WORK TO BE COMPLETED -
Will you write out all the entries below exactly?

[Data extracted from a collection]
※
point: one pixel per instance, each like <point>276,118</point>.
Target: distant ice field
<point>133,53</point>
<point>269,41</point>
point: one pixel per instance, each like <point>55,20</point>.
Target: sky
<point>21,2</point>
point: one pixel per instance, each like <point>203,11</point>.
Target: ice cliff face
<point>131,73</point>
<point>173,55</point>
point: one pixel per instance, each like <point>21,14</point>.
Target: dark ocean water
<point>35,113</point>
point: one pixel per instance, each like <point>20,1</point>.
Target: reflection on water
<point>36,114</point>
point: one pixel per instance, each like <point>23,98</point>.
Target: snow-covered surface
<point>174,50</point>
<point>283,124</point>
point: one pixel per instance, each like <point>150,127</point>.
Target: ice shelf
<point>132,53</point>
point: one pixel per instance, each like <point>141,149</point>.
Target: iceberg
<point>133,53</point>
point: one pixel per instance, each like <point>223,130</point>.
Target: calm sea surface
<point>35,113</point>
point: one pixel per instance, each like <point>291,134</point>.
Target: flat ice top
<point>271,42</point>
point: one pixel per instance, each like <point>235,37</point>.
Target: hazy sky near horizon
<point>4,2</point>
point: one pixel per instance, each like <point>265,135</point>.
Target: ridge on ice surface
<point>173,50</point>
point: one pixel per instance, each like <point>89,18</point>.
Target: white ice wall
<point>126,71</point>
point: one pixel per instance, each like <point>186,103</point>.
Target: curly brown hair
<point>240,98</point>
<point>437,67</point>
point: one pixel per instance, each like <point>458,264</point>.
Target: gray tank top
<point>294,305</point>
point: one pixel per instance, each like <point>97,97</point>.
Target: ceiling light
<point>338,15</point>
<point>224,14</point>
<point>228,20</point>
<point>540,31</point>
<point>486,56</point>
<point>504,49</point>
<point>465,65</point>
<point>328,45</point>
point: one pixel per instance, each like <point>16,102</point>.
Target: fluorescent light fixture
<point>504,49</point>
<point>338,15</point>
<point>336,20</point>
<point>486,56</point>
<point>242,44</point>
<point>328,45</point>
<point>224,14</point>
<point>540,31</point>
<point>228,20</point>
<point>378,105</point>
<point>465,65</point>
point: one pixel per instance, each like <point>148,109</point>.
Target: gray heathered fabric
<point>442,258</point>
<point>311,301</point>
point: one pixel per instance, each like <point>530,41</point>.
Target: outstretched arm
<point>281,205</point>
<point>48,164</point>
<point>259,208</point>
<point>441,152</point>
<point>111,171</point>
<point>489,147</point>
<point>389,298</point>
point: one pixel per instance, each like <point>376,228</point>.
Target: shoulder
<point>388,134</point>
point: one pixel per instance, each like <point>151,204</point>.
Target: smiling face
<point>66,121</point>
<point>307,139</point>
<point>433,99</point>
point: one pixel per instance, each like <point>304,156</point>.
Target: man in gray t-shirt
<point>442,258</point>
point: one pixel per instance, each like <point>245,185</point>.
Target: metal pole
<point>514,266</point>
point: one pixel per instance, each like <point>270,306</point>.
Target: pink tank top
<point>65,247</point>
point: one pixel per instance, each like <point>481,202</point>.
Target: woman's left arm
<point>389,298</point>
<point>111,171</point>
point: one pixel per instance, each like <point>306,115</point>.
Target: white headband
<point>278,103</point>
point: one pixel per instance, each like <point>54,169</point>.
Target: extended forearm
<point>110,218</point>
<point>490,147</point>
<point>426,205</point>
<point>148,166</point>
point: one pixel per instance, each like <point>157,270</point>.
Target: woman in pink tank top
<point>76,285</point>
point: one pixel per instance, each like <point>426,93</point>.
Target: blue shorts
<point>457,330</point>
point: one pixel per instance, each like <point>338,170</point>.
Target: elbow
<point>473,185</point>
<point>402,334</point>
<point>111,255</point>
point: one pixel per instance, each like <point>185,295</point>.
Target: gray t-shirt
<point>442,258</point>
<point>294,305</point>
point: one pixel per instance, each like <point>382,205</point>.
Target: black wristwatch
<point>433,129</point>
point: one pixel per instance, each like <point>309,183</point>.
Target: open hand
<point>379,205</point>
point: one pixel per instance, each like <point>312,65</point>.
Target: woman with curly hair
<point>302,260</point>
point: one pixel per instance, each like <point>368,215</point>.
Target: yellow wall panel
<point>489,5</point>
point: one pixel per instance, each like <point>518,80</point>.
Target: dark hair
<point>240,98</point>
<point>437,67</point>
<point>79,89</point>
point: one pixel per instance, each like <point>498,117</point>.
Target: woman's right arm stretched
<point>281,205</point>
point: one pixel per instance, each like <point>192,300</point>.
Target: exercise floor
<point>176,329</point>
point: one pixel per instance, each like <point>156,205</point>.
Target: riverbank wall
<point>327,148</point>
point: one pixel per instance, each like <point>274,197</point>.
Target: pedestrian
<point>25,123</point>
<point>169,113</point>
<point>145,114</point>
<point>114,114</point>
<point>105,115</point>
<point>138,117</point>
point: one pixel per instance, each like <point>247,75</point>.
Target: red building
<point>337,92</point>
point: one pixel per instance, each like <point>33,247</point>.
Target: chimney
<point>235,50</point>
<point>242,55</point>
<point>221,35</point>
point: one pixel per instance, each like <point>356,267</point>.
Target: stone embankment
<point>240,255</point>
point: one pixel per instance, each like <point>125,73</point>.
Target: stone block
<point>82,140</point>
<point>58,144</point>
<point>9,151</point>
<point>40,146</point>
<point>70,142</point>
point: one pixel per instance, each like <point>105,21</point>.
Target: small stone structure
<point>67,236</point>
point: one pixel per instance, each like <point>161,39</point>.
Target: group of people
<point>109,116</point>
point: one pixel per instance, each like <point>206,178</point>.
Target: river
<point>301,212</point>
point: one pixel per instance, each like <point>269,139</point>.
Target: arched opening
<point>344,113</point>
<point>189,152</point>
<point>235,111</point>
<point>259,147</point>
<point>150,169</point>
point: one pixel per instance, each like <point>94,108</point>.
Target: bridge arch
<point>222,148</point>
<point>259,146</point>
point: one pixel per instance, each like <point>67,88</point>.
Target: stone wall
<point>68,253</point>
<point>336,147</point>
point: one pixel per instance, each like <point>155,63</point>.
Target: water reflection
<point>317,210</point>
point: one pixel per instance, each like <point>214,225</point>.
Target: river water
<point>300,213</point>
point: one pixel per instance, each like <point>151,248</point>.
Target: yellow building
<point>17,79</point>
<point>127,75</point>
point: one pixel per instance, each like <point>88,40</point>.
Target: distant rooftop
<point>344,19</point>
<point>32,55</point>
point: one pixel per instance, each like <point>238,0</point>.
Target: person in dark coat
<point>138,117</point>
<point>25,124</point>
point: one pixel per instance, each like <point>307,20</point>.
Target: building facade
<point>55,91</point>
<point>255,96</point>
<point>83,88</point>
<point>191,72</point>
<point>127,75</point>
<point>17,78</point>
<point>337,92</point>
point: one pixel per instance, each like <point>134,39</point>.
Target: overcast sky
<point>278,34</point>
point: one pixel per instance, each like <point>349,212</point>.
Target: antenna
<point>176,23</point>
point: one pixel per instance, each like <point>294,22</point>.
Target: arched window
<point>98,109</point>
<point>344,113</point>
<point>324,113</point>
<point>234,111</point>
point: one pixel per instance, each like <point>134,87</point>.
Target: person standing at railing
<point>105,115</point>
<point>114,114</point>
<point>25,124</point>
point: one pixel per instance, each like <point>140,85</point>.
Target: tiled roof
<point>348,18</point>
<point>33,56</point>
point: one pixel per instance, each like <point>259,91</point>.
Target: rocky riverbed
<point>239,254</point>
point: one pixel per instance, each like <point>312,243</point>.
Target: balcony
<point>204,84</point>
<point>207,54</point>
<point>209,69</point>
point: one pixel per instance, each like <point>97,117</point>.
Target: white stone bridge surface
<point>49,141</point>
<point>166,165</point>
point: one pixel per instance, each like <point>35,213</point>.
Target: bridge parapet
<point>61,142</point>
※
WRITTEN REPLY -
point: one pixel per instance, each like <point>276,118</point>.
Target: distant ice field
<point>133,53</point>
<point>269,41</point>
point: one pixel per instance, each like <point>55,20</point>.
Target: sky
<point>21,2</point>
point: one pixel per instance, each like <point>203,11</point>.
Target: ice cliff face
<point>131,73</point>
<point>173,55</point>
point: one pixel per instance, each like <point>21,14</point>.
Target: dark ocean water
<point>35,113</point>
point: one pixel per instance, each like <point>20,1</point>.
Target: reflection on water
<point>36,114</point>
point: one pixel per instance, each like <point>23,98</point>.
Target: snow-covered surface
<point>174,50</point>
<point>283,124</point>
point: one pixel per instance, each like <point>150,127</point>.
Target: ice shelf
<point>132,53</point>
point: one pixel per instance, each like <point>141,149</point>.
Target: iceberg
<point>133,53</point>
point: one pixel per instance, each like <point>223,130</point>.
Target: calm sea surface
<point>35,113</point>
point: one pixel per instance, each like <point>291,134</point>.
Target: flat ice top
<point>271,42</point>
point: one pixel per instance, each like <point>235,37</point>.
Target: hazy sky near horizon
<point>4,2</point>
point: one pixel per instance, each like <point>265,135</point>.
Target: ridge on ice surface
<point>173,50</point>
point: one pixel per instance, each like <point>89,18</point>.
Target: white ice wall
<point>126,71</point>
point: one pixel per instance, each like <point>186,103</point>.
Target: curly brown hair
<point>240,98</point>
<point>437,67</point>
point: one pixel per instance, each like <point>458,264</point>.
Target: gray tank top
<point>294,305</point>
point: one pixel per instance, each like <point>97,97</point>.
Target: ceiling light
<point>338,15</point>
<point>224,14</point>
<point>228,20</point>
<point>540,31</point>
<point>486,56</point>
<point>504,49</point>
<point>465,65</point>
<point>328,45</point>
point: one pixel per instance, each like <point>16,102</point>.
Target: fluorescent light fixture
<point>504,49</point>
<point>338,15</point>
<point>336,20</point>
<point>486,56</point>
<point>242,44</point>
<point>328,45</point>
<point>224,14</point>
<point>540,31</point>
<point>228,20</point>
<point>378,105</point>
<point>465,65</point>
point: one pixel per instance, each like <point>148,109</point>.
Target: gray heathered fabric
<point>442,258</point>
<point>311,301</point>
point: one pixel per instance, each like <point>530,41</point>.
Target: outstretched arm
<point>281,205</point>
<point>48,164</point>
<point>259,208</point>
<point>441,152</point>
<point>111,171</point>
<point>489,147</point>
<point>389,298</point>
point: one pixel per instance, each like <point>376,228</point>.
Target: shoulder
<point>388,134</point>
point: one pixel per instance, each like <point>151,204</point>.
Target: smiling face
<point>66,121</point>
<point>307,139</point>
<point>433,99</point>
point: one pixel per instance, each like <point>304,156</point>.
Target: man in gray t-shirt
<point>442,258</point>
point: one pixel per instance, each like <point>245,185</point>.
Target: metal pole
<point>514,266</point>
point: one pixel per instance, each like <point>270,306</point>.
Target: pink tank top
<point>65,247</point>
point: one pixel per instance, each like <point>481,202</point>.
Target: woman's left arm
<point>389,298</point>
<point>111,171</point>
point: one pixel per instance, each like <point>306,115</point>.
Target: white headband
<point>278,103</point>
point: one pixel per instance, each like <point>54,169</point>.
Target: extended forearm
<point>110,218</point>
<point>490,147</point>
<point>426,205</point>
<point>148,166</point>
point: one pixel per instance, each like <point>157,270</point>.
Target: woman in pink tank top
<point>76,285</point>
point: one pixel per instance, each like <point>426,93</point>.
Target: blue shorts
<point>457,330</point>
point: one pixel per instance, each like <point>338,170</point>.
Target: elbow
<point>473,185</point>
<point>402,334</point>
<point>111,255</point>
point: one pixel per instance, each like <point>185,295</point>.
Target: gray t-shirt
<point>442,258</point>
<point>294,305</point>
point: one pixel per instance, each like <point>382,205</point>.
Target: black wristwatch
<point>433,129</point>
point: one pixel per instance, each like <point>309,183</point>.
Target: open hand
<point>379,205</point>
point: one pixel per instance, each like <point>312,65</point>.
Target: woman with curly hair
<point>302,260</point>
point: one pixel per instance, each like <point>368,215</point>.
Target: yellow wall panel
<point>489,5</point>
point: one pixel per instance, each like <point>518,80</point>.
Target: dark hair
<point>240,98</point>
<point>437,67</point>
<point>79,89</point>
point: one pixel per instance, each like <point>498,117</point>.
Target: woman's right arm stretched
<point>281,205</point>
point: one pixel per instance, each like <point>192,300</point>.
Target: exercise floor
<point>176,329</point>
point: one pixel per instance, each like <point>156,205</point>.
Target: riverbank wall
<point>327,148</point>
point: one pixel per instance, each like <point>274,197</point>.
Target: pedestrian
<point>25,123</point>
<point>169,113</point>
<point>145,114</point>
<point>114,114</point>
<point>105,115</point>
<point>138,117</point>
point: one pixel per instance, each like <point>247,75</point>.
Target: red building
<point>337,92</point>
point: one pixel per instance, each like <point>33,247</point>.
Target: chimney
<point>235,50</point>
<point>242,55</point>
<point>221,35</point>
point: one pixel per instance, each like <point>356,267</point>.
Target: stone embankment
<point>240,255</point>
point: one pixel per instance, each like <point>125,73</point>.
Target: stone block
<point>82,140</point>
<point>58,144</point>
<point>9,151</point>
<point>40,146</point>
<point>70,142</point>
point: one pixel per instance, each like <point>105,21</point>.
Target: small stone structure
<point>67,236</point>
point: one pixel per instance, each like <point>161,39</point>.
Target: group of people
<point>109,116</point>
point: one pixel per instance, each like <point>206,178</point>.
Target: river
<point>301,212</point>
point: one pixel per instance, each like <point>269,139</point>.
Target: arched opening
<point>344,113</point>
<point>189,152</point>
<point>235,111</point>
<point>259,147</point>
<point>150,169</point>
point: one pixel per instance, each like <point>94,108</point>.
Target: bridge arch
<point>222,148</point>
<point>259,146</point>
point: one pixel per instance, each like <point>67,88</point>.
Target: stone wall
<point>68,253</point>
<point>336,147</point>
point: one pixel per instance, each like <point>155,63</point>.
Target: water reflection
<point>317,210</point>
point: one pixel per instance, each like <point>214,225</point>.
Target: river water
<point>300,213</point>
point: one pixel per instance, each like <point>151,248</point>.
Target: yellow building
<point>17,79</point>
<point>127,75</point>
point: one pixel per instance, each like <point>88,40</point>.
Target: distant rooftop
<point>344,19</point>
<point>32,55</point>
point: one pixel per instance, each like <point>238,0</point>.
Target: person in dark coat
<point>138,117</point>
<point>25,124</point>
point: one pixel per instance, each like <point>307,20</point>.
Target: building facade
<point>55,91</point>
<point>255,96</point>
<point>83,88</point>
<point>191,72</point>
<point>127,75</point>
<point>17,78</point>
<point>337,92</point>
point: one pixel per instance, each like <point>134,39</point>.
Target: overcast sky
<point>278,34</point>
point: one pixel per instance, each like <point>349,212</point>.
Target: antenna
<point>176,23</point>
point: one pixel per instance, each like <point>294,22</point>.
Target: arched window
<point>98,109</point>
<point>344,113</point>
<point>324,113</point>
<point>234,111</point>
point: one pixel per instance, each like <point>134,87</point>.
Target: person standing at railing
<point>105,115</point>
<point>114,114</point>
<point>25,124</point>
point: one pixel per instance, each like <point>140,85</point>.
Target: tiled roof
<point>348,18</point>
<point>33,56</point>
point: one pixel per instance, each like <point>259,91</point>.
Target: rocky riverbed
<point>239,254</point>
point: one pixel per instance, each like <point>312,243</point>.
Target: balcony
<point>204,84</point>
<point>207,54</point>
<point>209,69</point>
point: one pixel per instance, each like <point>97,117</point>.
Target: white stone bridge surface
<point>49,141</point>
<point>166,165</point>
point: one pixel per instance, each like <point>35,213</point>.
Target: bridge parapet
<point>61,142</point>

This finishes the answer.